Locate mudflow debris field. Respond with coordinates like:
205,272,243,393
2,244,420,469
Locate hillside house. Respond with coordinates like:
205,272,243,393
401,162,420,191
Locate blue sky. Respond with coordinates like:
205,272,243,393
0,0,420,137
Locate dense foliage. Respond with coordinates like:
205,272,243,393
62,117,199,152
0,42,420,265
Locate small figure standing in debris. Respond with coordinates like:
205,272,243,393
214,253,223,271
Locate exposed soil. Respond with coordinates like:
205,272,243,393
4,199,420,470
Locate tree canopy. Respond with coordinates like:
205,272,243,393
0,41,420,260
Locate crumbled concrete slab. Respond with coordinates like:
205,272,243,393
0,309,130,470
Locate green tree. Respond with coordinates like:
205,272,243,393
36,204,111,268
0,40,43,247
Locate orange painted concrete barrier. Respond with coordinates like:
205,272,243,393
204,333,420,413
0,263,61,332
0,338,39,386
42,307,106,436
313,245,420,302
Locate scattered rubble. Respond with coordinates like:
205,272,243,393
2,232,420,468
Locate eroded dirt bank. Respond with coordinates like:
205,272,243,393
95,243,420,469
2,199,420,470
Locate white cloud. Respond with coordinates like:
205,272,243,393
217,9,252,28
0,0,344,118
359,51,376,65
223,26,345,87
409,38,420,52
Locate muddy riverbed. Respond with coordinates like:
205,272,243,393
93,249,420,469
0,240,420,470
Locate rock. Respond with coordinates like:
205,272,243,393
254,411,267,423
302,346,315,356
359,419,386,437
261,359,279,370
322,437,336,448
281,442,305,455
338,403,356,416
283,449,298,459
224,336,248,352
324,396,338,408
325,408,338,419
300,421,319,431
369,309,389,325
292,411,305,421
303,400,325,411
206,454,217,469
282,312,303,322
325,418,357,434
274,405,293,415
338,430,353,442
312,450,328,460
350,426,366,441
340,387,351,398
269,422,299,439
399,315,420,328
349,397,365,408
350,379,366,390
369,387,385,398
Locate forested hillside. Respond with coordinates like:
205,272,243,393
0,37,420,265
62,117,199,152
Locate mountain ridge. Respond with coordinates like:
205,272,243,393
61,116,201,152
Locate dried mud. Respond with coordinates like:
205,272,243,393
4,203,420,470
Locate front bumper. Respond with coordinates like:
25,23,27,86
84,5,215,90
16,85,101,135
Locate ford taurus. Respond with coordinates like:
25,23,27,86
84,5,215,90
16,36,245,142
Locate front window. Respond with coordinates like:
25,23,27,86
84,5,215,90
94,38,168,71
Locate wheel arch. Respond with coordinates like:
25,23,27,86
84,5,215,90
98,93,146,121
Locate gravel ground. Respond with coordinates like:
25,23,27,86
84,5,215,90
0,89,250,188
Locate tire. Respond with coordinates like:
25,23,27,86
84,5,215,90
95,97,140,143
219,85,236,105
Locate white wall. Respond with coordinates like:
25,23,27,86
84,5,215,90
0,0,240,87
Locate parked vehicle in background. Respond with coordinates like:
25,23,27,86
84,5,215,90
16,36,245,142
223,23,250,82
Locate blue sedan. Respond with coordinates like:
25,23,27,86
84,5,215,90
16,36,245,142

◇ ◇ ◇ ◇ ◇

_Brief_:
Can you convert the data above into a Markdown table with the columns No. and Line, with one row per line numbered in order and blank lines left out?

_Written reply_:
| No. | Line |
|---|---|
| 1 | Locate mudflow debris field. Respond with coordinates like: |
| 2 | 205,272,243,393 |
| 3 | 2,244,420,469 |
| 4 | Locate hillside house. Respond with coordinates like: |
| 5 | 205,272,243,393 |
| 6 | 401,162,420,191 |
| 7 | Locate blue sky. Respond with coordinates like: |
| 8 | 205,272,243,393 |
| 9 | 0,0,420,137 |
| 10 | Locate dense foliage. Respond with coordinates like: |
| 11 | 205,272,243,393 |
| 12 | 62,117,199,152 |
| 13 | 0,42,420,265 |
| 14 | Locate small figure standing in debris. Respond with coordinates like: |
| 15 | 205,272,243,393 |
| 16 | 214,253,223,271 |
| 17 | Locate exposed soil. Respond with coordinates like: |
| 18 | 205,272,243,393 |
| 19 | 4,199,420,470 |
| 20 | Locate tree canopy. Respond with coordinates like: |
| 21 | 205,272,243,393 |
| 22 | 0,41,420,260 |
| 23 | Locate crumbled concrete slab. Respond with coordinates like: |
| 24 | 205,272,243,393 |
| 25 | 0,309,130,470 |
| 26 | Locate green tree. Respond with coordinates like: |
| 27 | 205,272,243,393 |
| 28 | 36,204,111,268 |
| 29 | 0,40,43,247 |
| 30 | Locate orange painted concrete barrier. Respond with coordinates like: |
| 31 | 205,272,243,393 |
| 32 | 204,333,420,413 |
| 33 | 0,263,61,332 |
| 34 | 0,338,39,386 |
| 35 | 42,307,106,436 |
| 36 | 313,245,420,302 |
| 37 | Locate scattered rubble. Respond with coordinates like: |
| 38 | 205,272,243,393 |
| 39 | 2,232,420,468 |
| 40 | Locate eroded dirt bank. Respond with coordinates like: |
| 41 | 205,272,243,393 |
| 42 | 95,243,420,469 |
| 43 | 2,199,420,470 |
| 44 | Locate white cloud. Respond with coordinates like: |
| 45 | 205,272,243,393 |
| 46 | 217,9,252,28 |
| 47 | 0,0,344,118 |
| 48 | 359,51,376,65 |
| 49 | 223,26,345,87 |
| 50 | 409,38,420,52 |
| 51 | Locate muddy riverbed. Respond with coordinates like: |
| 52 | 205,272,243,393 |
| 53 | 93,249,420,469 |
| 54 | 0,240,420,470 |
| 55 | Locate rock. Respond with coordinates like: |
| 56 | 205,272,243,393 |
| 57 | 254,411,267,423 |
| 58 | 302,346,315,356 |
| 59 | 359,419,386,437 |
| 60 | 261,359,279,370 |
| 61 | 322,437,336,448 |
| 62 | 281,442,305,455 |
| 63 | 338,403,356,416 |
| 64 | 283,449,298,459 |
| 65 | 224,336,248,352 |
| 66 | 324,396,338,408 |
| 67 | 325,408,338,419 |
| 68 | 300,421,319,431 |
| 69 | 369,309,389,325 |
| 70 | 292,411,305,421 |
| 71 | 303,400,325,411 |
| 72 | 206,454,217,469 |
| 73 | 282,312,303,322 |
| 74 | 325,418,357,434 |
| 75 | 274,405,293,415 |
| 76 | 338,430,353,442 |
| 77 | 312,450,328,460 |
| 78 | 350,426,366,441 |
| 79 | 340,387,351,398 |
| 80 | 269,422,299,439 |
| 81 | 399,315,420,328 |
| 82 | 349,397,365,408 |
| 83 | 350,379,366,390 |
| 84 | 369,387,385,398 |
| 85 | Locate forested hillside. Respond with coordinates like: |
| 86 | 205,272,243,393 |
| 87 | 0,37,420,265 |
| 88 | 62,117,199,152 |
| 89 | Locate mountain ridge. Respond with coordinates like: |
| 90 | 205,272,243,393 |
| 91 | 61,116,201,152 |
| 92 | Locate dried mud. Respond with coordinates like: |
| 93 | 205,272,243,393 |
| 94 | 4,203,420,470 |
| 95 | Locate front bumper. Respond with coordinates like: |
| 96 | 25,23,27,86 |
| 97 | 84,5,215,90 |
| 98 | 16,85,101,135 |
| 99 | Locate ford taurus. Respond with coordinates like: |
| 100 | 25,23,27,86 |
| 101 | 84,5,215,90 |
| 102 | 16,36,245,142 |
| 103 | Locate front window. Respond with coordinates like: |
| 104 | 25,23,27,86 |
| 105 | 84,5,215,90 |
| 106 | 94,38,168,71 |
| 107 | Locate wheel arch. Respond with coordinates like: |
| 108 | 25,23,27,86 |
| 109 | 84,5,215,90 |
| 110 | 98,93,146,121 |
| 111 | Locate gravel ground. Respond with coordinates like: |
| 112 | 25,23,27,86 |
| 113 | 84,5,215,90 |
| 114 | 0,89,250,188 |
| 115 | Locate tire. Respond with coordinates like: |
| 116 | 25,23,27,86 |
| 117 | 84,5,215,90 |
| 118 | 95,97,140,143 |
| 119 | 219,85,236,105 |
| 120 | Locate white wall. Respond with coordinates like: |
| 121 | 25,23,27,86 |
| 122 | 84,5,215,90 |
| 123 | 0,0,240,87 |
| 124 | Locate parked vehicle in background. Respond with coordinates like: |
| 125 | 25,23,27,86 |
| 126 | 84,5,215,90 |
| 127 | 16,36,245,142 |
| 128 | 223,23,250,82 |
| 129 | Locate blue sedan. Respond with coordinates like: |
| 130 | 25,23,27,86 |
| 131 | 84,5,215,90 |
| 132 | 16,36,245,142 |